→ Work task:
Can you write out the data below word for word, from its very start through the line containing "negative clicks: (243, 919) (1252, 411)", with both ends included? Leave the pictures out of your answer.

→ Records to use:

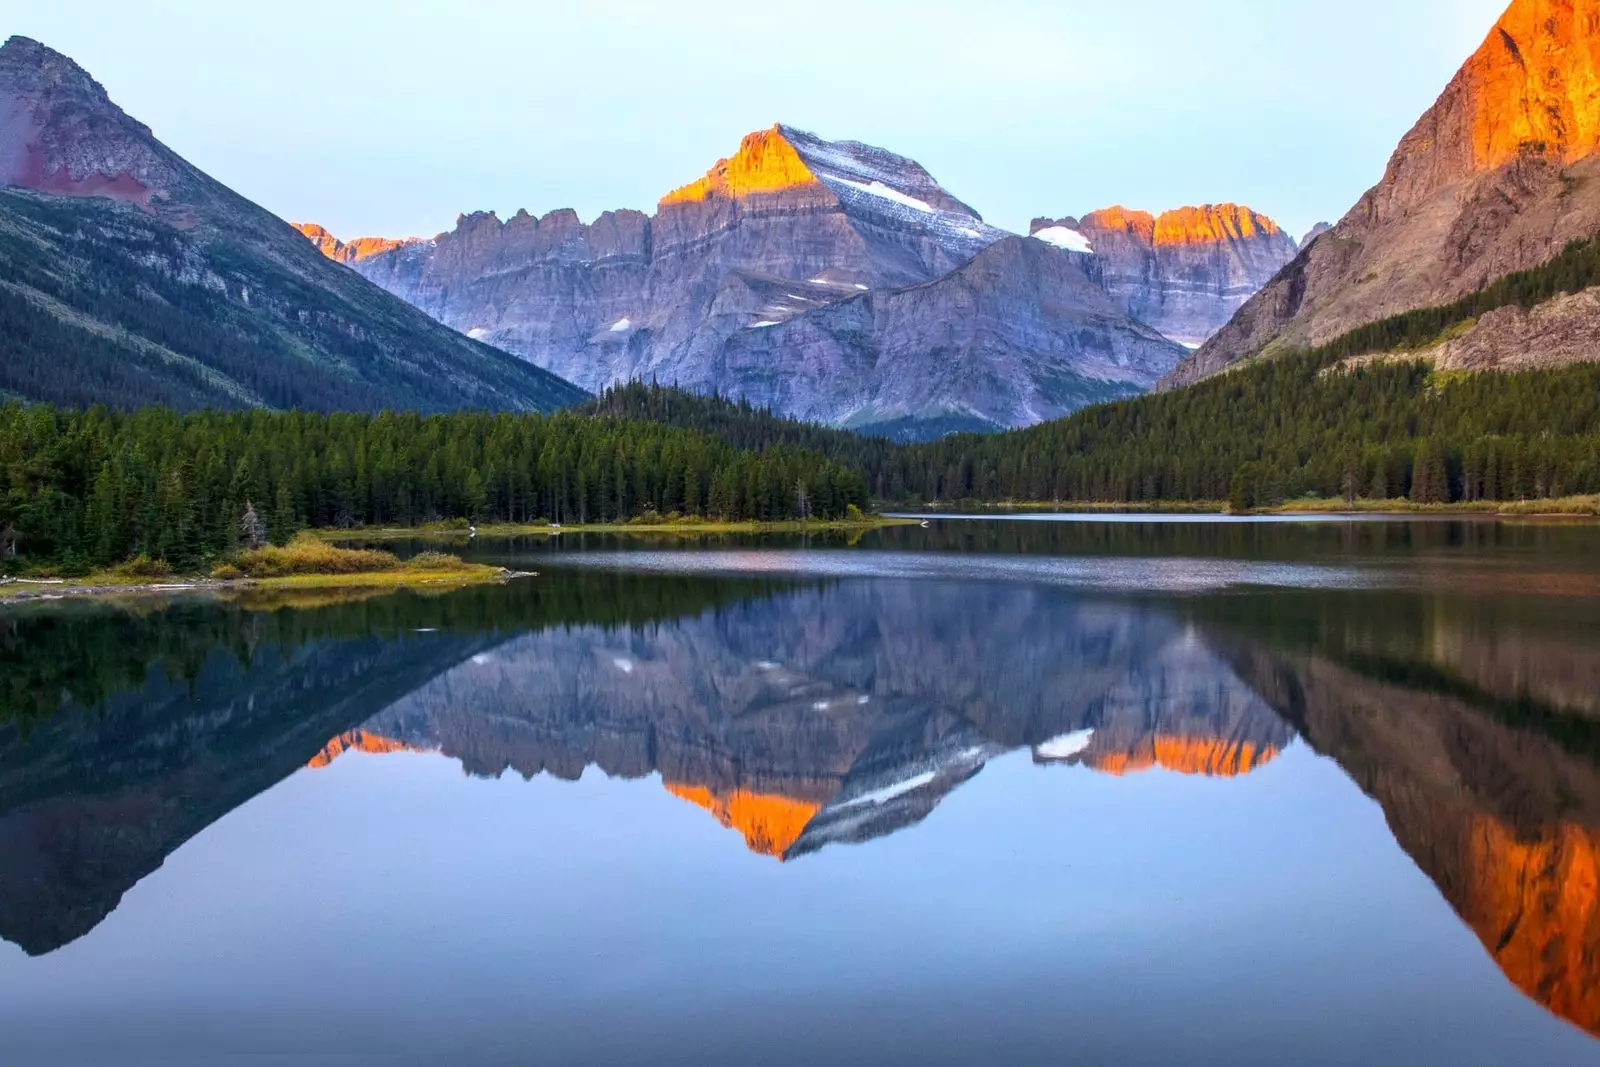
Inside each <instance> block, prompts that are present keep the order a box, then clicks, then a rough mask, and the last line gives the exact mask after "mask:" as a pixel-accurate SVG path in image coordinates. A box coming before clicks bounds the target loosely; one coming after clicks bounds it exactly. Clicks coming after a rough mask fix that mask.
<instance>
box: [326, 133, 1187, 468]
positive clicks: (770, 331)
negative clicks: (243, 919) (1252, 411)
mask: <svg viewBox="0 0 1600 1067" xmlns="http://www.w3.org/2000/svg"><path fill="white" fill-rule="evenodd" d="M302 232H306V234H307V235H309V237H310V238H312V240H315V242H317V245H318V248H322V250H323V251H325V254H330V256H333V258H336V259H339V261H341V262H346V264H347V266H350V267H352V269H355V270H357V272H360V274H362V275H365V277H366V278H370V280H373V282H376V283H379V285H382V286H384V288H387V290H389V291H392V293H395V294H398V296H402V298H403V299H406V301H408V302H411V304H414V306H416V307H421V309H422V310H426V312H429V314H430V315H434V317H435V318H438V320H440V322H443V323H446V325H450V326H453V328H456V330H459V331H462V333H466V334H469V336H472V338H480V339H485V341H488V342H491V344H496V346H499V347H504V349H506V350H509V352H515V354H518V355H523V357H525V358H528V360H531V362H534V363H538V365H539V366H544V368H547V370H550V371H554V373H557V374H560V376H563V378H568V379H570V381H574V382H578V384H579V386H582V387H586V389H590V390H598V389H603V387H605V386H610V384H618V382H624V381H630V379H651V378H653V379H656V381H661V382H662V384H678V386H682V387H685V389H691V390H698V392H712V390H718V392H722V394H725V395H742V397H746V398H749V400H750V402H752V403H758V405H766V406H774V408H776V410H778V411H779V413H782V414H792V416H798V418H805V419H813V421H819V422H829V424H835V426H850V427H856V429H864V430H877V432H896V434H904V435H909V437H933V435H939V434H942V432H947V430H949V429H1005V427H1013V426H1027V424H1032V422H1038V421H1043V419H1050V418H1056V416H1059V414H1066V413H1069V411H1072V410H1075V408H1078V406H1083V405H1085V403H1093V402H1098V400H1107V398H1115V397H1125V395H1133V394H1138V392H1142V390H1146V389H1147V387H1149V386H1150V384H1154V381H1155V379H1157V378H1158V376H1160V374H1162V373H1165V371H1166V370H1168V368H1170V366H1171V365H1173V363H1176V360H1178V357H1179V355H1181V349H1179V347H1178V346H1174V344H1171V342H1170V341H1168V339H1165V338H1162V336H1160V334H1158V333H1157V331H1155V330H1152V328H1149V326H1146V325H1142V323H1138V322H1134V320H1133V318H1130V317H1128V314H1126V310H1125V309H1123V307H1120V306H1118V304H1117V301H1114V299H1110V298H1109V296H1107V294H1106V291H1104V290H1102V288H1101V286H1099V285H1098V283H1096V274H1094V264H1093V262H1091V261H1090V259H1088V258H1085V256H1080V254H1077V253H1074V251H1070V250H1061V248H1053V246H1050V245H1048V243H1045V242H1027V240H1026V238H1021V237H1018V235H1011V234H1006V232H1003V230H998V229H995V227H990V226H987V224H986V222H984V221H982V218H981V216H979V214H978V213H976V211H973V210H971V208H970V206H966V205H965V203H962V202H960V200H957V198H955V197H952V195H950V194H949V192H946V190H944V189H942V187H941V186H939V184H938V182H936V181H934V179H933V178H931V176H930V174H928V171H926V170H923V168H922V166H920V165H917V163H915V162H912V160H909V158H906V157H901V155H894V154H893V152H886V150H883V149H877V147H872V146H866V144H859V142H853V141H838V142H834V141H824V139H821V138H818V136H814V134H810V133H805V131H800V130H794V128H790V126H773V128H771V130H763V131H758V133H752V134H749V136H747V138H744V141H742V142H741V146H739V150H738V152H736V154H733V155H731V157H728V158H725V160H718V162H717V165H714V166H712V168H710V170H709V171H707V174H706V176H702V178H699V179H696V181H693V182H690V184H686V186H682V187H680V189H675V190H672V192H669V194H667V195H664V197H662V198H661V202H659V203H658V206H656V213H654V214H653V216H646V214H645V213H640V211H611V213H606V214H603V216H600V218H598V219H595V221H594V222H592V224H587V226H586V224H582V222H581V221H579V218H578V216H576V214H574V213H573V211H552V213H549V214H546V216H542V218H534V216H531V214H528V213H526V211H520V213H517V214H515V216H514V218H510V219H506V221H501V219H499V218H498V216H494V214H493V213H474V214H466V216H461V218H459V219H458V224H456V229H454V230H451V232H450V234H440V235H438V237H437V238H432V240H429V242H421V240H411V242H400V243H387V245H386V243H384V242H366V240H354V242H347V243H346V242H339V240H338V238H333V237H331V235H328V234H326V232H325V230H322V227H317V226H315V224H302Z"/></svg>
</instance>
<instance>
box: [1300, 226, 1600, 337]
mask: <svg viewBox="0 0 1600 1067" xmlns="http://www.w3.org/2000/svg"><path fill="white" fill-rule="evenodd" d="M1594 285H1600V240H1597V238H1590V240H1579V242H1571V243H1570V245H1568V246H1566V248H1565V250H1562V254H1558V256H1557V258H1555V259H1550V261H1549V262H1544V264H1539V266H1538V267H1531V269H1528V270H1518V272H1517V274H1507V275H1506V277H1502V278H1498V280H1494V282H1491V283H1490V285H1486V286H1483V288H1482V290H1478V291H1477V293H1470V294H1467V296H1462V298H1461V299H1459V301H1456V302H1453V304H1442V306H1437V307H1419V309H1416V310H1411V312H1403V314H1400V315H1390V317H1389V318H1382V320H1379V322H1374V323H1366V325H1365V326H1357V328H1355V330H1352V331H1349V333H1346V334H1342V336H1339V338H1336V339H1334V341H1331V342H1330V344H1325V346H1323V347H1320V349H1317V355H1318V357H1323V358H1326V360H1341V358H1346V357H1350V355H1363V354H1366V352H1394V350H1397V349H1419V347H1424V346H1429V344H1434V342H1435V341H1438V338H1440V336H1442V334H1445V333H1446V331H1450V330H1451V328H1453V326H1459V325H1461V323H1466V322H1469V320H1472V318H1477V317H1478V315H1485V314H1488V312H1491V310H1494V309H1496V307H1510V306H1512V304H1520V306H1522V307H1533V306H1534V304H1541V302H1544V301H1547V299H1550V298H1554V296H1560V294H1562V293H1579V291H1582V290H1587V288H1590V286H1594Z"/></svg>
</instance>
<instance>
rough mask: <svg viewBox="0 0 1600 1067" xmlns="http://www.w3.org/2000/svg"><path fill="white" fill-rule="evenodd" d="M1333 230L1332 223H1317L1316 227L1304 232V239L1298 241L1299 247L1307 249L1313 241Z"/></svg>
mask: <svg viewBox="0 0 1600 1067" xmlns="http://www.w3.org/2000/svg"><path fill="white" fill-rule="evenodd" d="M1331 229H1333V222H1318V224H1317V226H1314V227H1310V229H1309V230H1306V237H1302V238H1301V240H1299V246H1301V248H1302V250H1304V248H1309V246H1310V243H1312V242H1314V240H1317V238H1318V237H1322V235H1323V234H1326V232H1328V230H1331Z"/></svg>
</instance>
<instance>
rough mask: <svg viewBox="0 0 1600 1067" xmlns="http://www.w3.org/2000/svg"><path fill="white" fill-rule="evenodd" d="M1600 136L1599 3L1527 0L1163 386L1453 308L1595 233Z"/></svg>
mask: <svg viewBox="0 0 1600 1067" xmlns="http://www.w3.org/2000/svg"><path fill="white" fill-rule="evenodd" d="M1597 142H1600V0H1515V2H1514V3H1512V5H1510V8H1509V10H1507V11H1506V14H1504V16H1502V18H1501V21H1499V22H1498V24H1496V26H1494V29H1493V30H1491V32H1490V35H1488V40H1485V42H1483V46H1482V48H1478V51H1477V53H1475V54H1474V56H1472V58H1470V59H1469V61H1467V62H1466V66H1464V67H1462V69H1461V70H1459V72H1458V74H1456V77H1454V78H1453V80H1451V83H1450V85H1448V86H1446V88H1445V91H1443V94H1442V96H1440V98H1438V101H1437V102H1435V104H1434V107H1432V109H1429V112H1427V114H1426V115H1422V118H1421V120H1418V123H1416V126H1413V128H1411V131H1410V133H1408V134H1406V136H1405V139H1402V141H1400V146H1398V149H1395V154H1394V157H1392V158H1390V160H1389V168H1387V171H1386V173H1384V178H1382V181H1381V182H1379V184H1378V186H1374V187H1373V189H1371V190H1368V192H1366V195H1363V197H1362V200H1360V202H1358V203H1357V205H1355V206H1354V208H1352V210H1350V213H1349V214H1346V216H1344V219H1341V221H1339V222H1338V226H1334V227H1333V229H1331V230H1330V232H1328V234H1325V235H1322V237H1320V238H1318V240H1317V242H1315V243H1312V245H1310V246H1307V248H1304V250H1302V251H1301V254H1299V256H1298V258H1296V259H1294V262H1293V264H1291V266H1290V267H1288V269H1286V270H1285V272H1283V274H1282V275H1280V277H1278V278H1277V280H1275V282H1274V283H1272V285H1270V286H1267V288H1266V290H1262V291H1261V293H1259V294H1258V296H1256V298H1254V299H1251V301H1250V302H1248V304H1245V307H1242V309H1240V312H1238V315H1237V317H1235V318H1234V320H1232V322H1230V323H1229V325H1227V326H1226V328H1224V330H1222V331H1221V333H1218V334H1216V338H1213V339H1211V341H1210V342H1208V344H1206V346H1205V347H1203V349H1202V350H1200V352H1197V354H1195V355H1194V357H1190V358H1187V360H1184V362H1182V363H1181V365H1179V366H1178V368H1176V370H1174V371H1173V374H1171V376H1170V378H1168V379H1166V384H1168V386H1184V384H1190V382H1194V381H1198V379H1202V378H1205V376H1208V374H1214V373H1216V371H1219V370H1222V368H1226V366H1229V365H1230V363H1235V362H1238V360H1243V358H1250V357H1254V355H1259V354H1267V355H1270V354H1274V352H1280V350H1286V349H1290V347H1294V346H1317V344H1325V342H1328V341H1333V339H1334V338H1338V336H1339V334H1342V333H1346V331H1349V330H1352V328H1355V326H1360V325H1363V323H1368V322H1374V320H1379V318H1386V317H1389V315H1394V314H1398V312H1405V310H1411V309H1416V307H1427V306H1434V304H1445V302H1450V301H1453V299H1456V298H1459V296H1462V294H1466V293H1472V291H1475V290H1478V288H1482V286H1483V285H1486V283H1488V282H1491V280H1494V278H1498V277H1502V275H1506V274H1510V272H1514V270H1522V269H1526V267H1533V266H1538V264H1541V262H1544V261H1546V259H1550V258H1552V256H1554V254H1555V253H1558V251H1560V250H1562V248H1563V246H1565V245H1566V243H1568V242H1570V240H1574V238H1582V237H1592V235H1594V234H1595V232H1600V194H1597V192H1595V190H1597V189H1600V186H1597V184H1595V179H1597V178H1600V160H1597V157H1595V147H1597ZM1590 358H1592V357H1590Z"/></svg>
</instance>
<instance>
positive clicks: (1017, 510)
mask: <svg viewBox="0 0 1600 1067" xmlns="http://www.w3.org/2000/svg"><path fill="white" fill-rule="evenodd" d="M920 514H922V515H931V517H952V518H954V517H966V518H1005V517H1016V515H1173V517H1182V515H1214V517H1237V518H1250V517H1256V515H1290V517H1293V515H1307V517H1310V515H1334V517H1336V515H1363V517H1382V515H1392V517H1395V518H1410V517H1418V515H1435V517H1445V518H1448V517H1482V518H1568V520H1582V518H1590V520H1592V518H1600V496H1574V498H1554V499H1538V501H1474V502H1466V501H1456V502H1453V504H1416V502H1413V501H1406V499H1392V501H1362V499H1358V501H1355V504H1354V506H1352V504H1350V502H1347V501H1344V499H1325V498H1317V499H1299V501H1285V502H1283V504H1275V506H1272V507H1251V509H1248V510H1242V512H1235V510H1230V509H1229V507H1227V504H1226V502H1224V501H1154V502H1133V504H1117V502H1104V501H1102V502H1094V501H1082V502H1080V501H1070V502H1069V501H1029V502H1021V501H1019V502H1006V504H979V506H974V507H971V509H952V507H926V506H923V507H922V510H920Z"/></svg>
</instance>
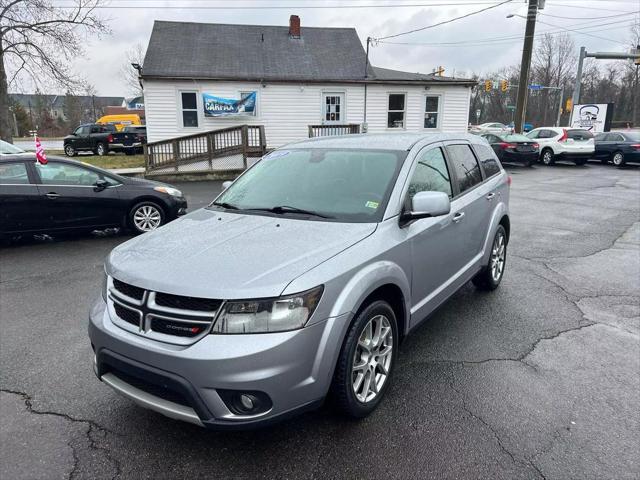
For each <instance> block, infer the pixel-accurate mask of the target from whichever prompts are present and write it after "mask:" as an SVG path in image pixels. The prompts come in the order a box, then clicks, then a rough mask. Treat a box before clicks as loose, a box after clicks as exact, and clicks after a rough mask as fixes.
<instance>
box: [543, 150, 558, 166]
mask: <svg viewBox="0 0 640 480" xmlns="http://www.w3.org/2000/svg"><path fill="white" fill-rule="evenodd" d="M540 159H541V160H542V163H544V164H545V165H547V166H551V165H553V164H554V163H556V161H555V158H554V156H553V150H551V149H550V148H545V149H544V150H543V151H542V153H541V154H540Z"/></svg>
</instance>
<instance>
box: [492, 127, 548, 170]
mask: <svg viewBox="0 0 640 480" xmlns="http://www.w3.org/2000/svg"><path fill="white" fill-rule="evenodd" d="M481 137H483V138H484V139H485V140H486V141H487V142H489V145H491V148H493V151H494V152H496V155H497V156H498V158H499V159H500V161H501V162H503V163H504V162H507V163H509V162H513V163H522V164H524V165H526V166H527V167H530V166H531V165H532V164H533V163H535V162H537V161H538V157H539V155H540V152H539V149H540V145H538V144H537V143H536V142H534V141H533V140H531V139H530V138H529V137H525V136H524V135H518V134H515V133H514V134H506V135H497V134H494V133H484V134H482V135H481Z"/></svg>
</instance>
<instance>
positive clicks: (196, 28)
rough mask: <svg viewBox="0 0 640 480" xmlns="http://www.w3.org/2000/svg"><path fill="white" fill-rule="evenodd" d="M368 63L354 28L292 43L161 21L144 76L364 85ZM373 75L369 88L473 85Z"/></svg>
mask: <svg viewBox="0 0 640 480" xmlns="http://www.w3.org/2000/svg"><path fill="white" fill-rule="evenodd" d="M365 59H366V54H365V50H364V48H363V47H362V43H361V42H360V39H359V38H358V33H357V32H356V30H355V29H354V28H316V27H304V26H302V28H301V37H300V38H291V37H290V36H289V27H288V26H264V25H232V24H215V23H192V22H168V21H155V23H154V25H153V31H152V33H151V39H150V40H149V46H148V48H147V54H146V56H145V59H144V65H143V75H142V76H143V78H146V79H149V78H189V79H192V78H197V79H216V80H218V79H220V80H223V79H228V80H251V81H263V80H264V81H270V80H271V81H313V82H340V81H347V82H363V81H364V80H365V77H364V66H365ZM368 72H369V73H368V77H367V79H366V80H367V81H368V82H378V81H379V82H408V83H412V82H419V83H432V82H449V83H464V84H469V82H470V81H469V80H463V79H452V78H448V77H435V76H434V75H431V74H429V75H425V74H419V73H409V72H401V71H398V70H389V69H386V68H377V67H373V66H369V69H368ZM471 83H473V82H471Z"/></svg>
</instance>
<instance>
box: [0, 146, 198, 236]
mask: <svg viewBox="0 0 640 480" xmlns="http://www.w3.org/2000/svg"><path fill="white" fill-rule="evenodd" d="M186 210H187V201H186V200H185V198H184V196H183V195H182V192H180V190H177V189H176V188H173V187H171V186H170V185H166V184H163V183H159V182H153V181H151V180H143V179H137V178H129V177H123V176H120V175H115V174H113V173H111V172H107V171H106V170H102V169H100V168H96V167H93V166H91V165H86V164H84V163H81V162H76V161H73V160H67V159H64V158H56V157H50V158H49V162H48V163H47V164H46V165H41V164H39V163H36V162H35V156H34V155H25V154H22V155H3V156H2V157H0V237H4V238H10V237H13V236H17V235H19V234H27V233H29V234H31V233H51V234H55V233H56V232H67V231H92V230H96V229H104V228H109V227H124V228H129V229H131V230H132V231H134V232H136V233H143V232H148V231H150V230H155V229H156V228H158V227H159V226H160V225H162V224H164V223H166V222H169V221H171V220H174V219H175V218H177V217H178V216H180V215H183V214H184V213H186Z"/></svg>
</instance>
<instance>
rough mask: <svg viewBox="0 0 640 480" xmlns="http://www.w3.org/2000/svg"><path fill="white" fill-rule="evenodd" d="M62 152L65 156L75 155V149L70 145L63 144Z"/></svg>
mask: <svg viewBox="0 0 640 480" xmlns="http://www.w3.org/2000/svg"><path fill="white" fill-rule="evenodd" d="M64 154H65V155H66V156H67V157H75V156H76V155H77V152H76V149H75V148H73V147H72V146H71V145H65V146H64Z"/></svg>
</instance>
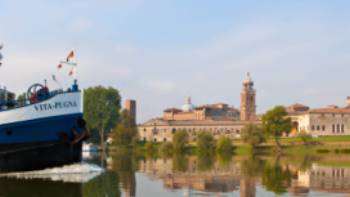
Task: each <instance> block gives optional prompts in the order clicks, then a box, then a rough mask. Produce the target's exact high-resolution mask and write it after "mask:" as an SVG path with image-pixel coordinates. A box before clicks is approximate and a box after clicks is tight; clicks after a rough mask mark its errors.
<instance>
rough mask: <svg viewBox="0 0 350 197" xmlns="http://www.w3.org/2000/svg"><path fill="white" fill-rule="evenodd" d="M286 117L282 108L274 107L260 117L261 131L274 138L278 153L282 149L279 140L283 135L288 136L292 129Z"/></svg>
mask: <svg viewBox="0 0 350 197" xmlns="http://www.w3.org/2000/svg"><path fill="white" fill-rule="evenodd" d="M287 115H288V114H287V112H286V109H285V108H284V107H283V106H276V107H274V108H273V109H272V110H270V111H268V112H267V113H266V114H265V115H263V117H262V126H263V130H264V132H266V133H267V134H268V135H270V136H273V137H274V139H275V142H276V145H277V149H278V151H281V149H282V147H281V144H280V142H279V138H280V137H281V136H282V135H283V134H286V135H288V134H289V133H290V131H291V129H292V122H291V119H290V118H288V117H286V116H287Z"/></svg>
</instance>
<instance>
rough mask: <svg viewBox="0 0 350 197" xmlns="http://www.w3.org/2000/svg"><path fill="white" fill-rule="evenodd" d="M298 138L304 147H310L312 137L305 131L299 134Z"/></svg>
mask: <svg viewBox="0 0 350 197" xmlns="http://www.w3.org/2000/svg"><path fill="white" fill-rule="evenodd" d="M298 137H299V138H300V139H301V141H302V142H303V144H304V146H310V145H311V144H312V143H313V139H312V136H311V135H310V134H308V133H306V132H305V131H302V132H300V133H299V135H298Z"/></svg>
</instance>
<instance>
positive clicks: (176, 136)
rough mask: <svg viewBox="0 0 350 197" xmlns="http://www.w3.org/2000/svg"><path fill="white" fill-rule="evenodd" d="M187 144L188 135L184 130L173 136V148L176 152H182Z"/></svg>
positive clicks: (187, 141) (178, 132) (177, 132)
mask: <svg viewBox="0 0 350 197" xmlns="http://www.w3.org/2000/svg"><path fill="white" fill-rule="evenodd" d="M187 143H188V134H187V132H186V131H184V130H179V131H177V132H176V133H175V134H174V136H173V148H174V151H176V152H183V151H184V150H185V146H186V144H187Z"/></svg>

→ Answer to the exercise:
Inside each <instance> block, prompts that are present keep the order a box, then clicks, then a rough mask, and the last line gives the exact mask after "mask:" as a pixel-accurate SVG path in image coordinates. A box coming before clicks bounds the target loosely; one coming after clicks bounds it exactly. Clicks coming after a rough mask fix that mask.
<instance>
box: [326, 133, 1187, 468]
positive clicks: (770, 331)
negative clicks: (243, 919) (1252, 411)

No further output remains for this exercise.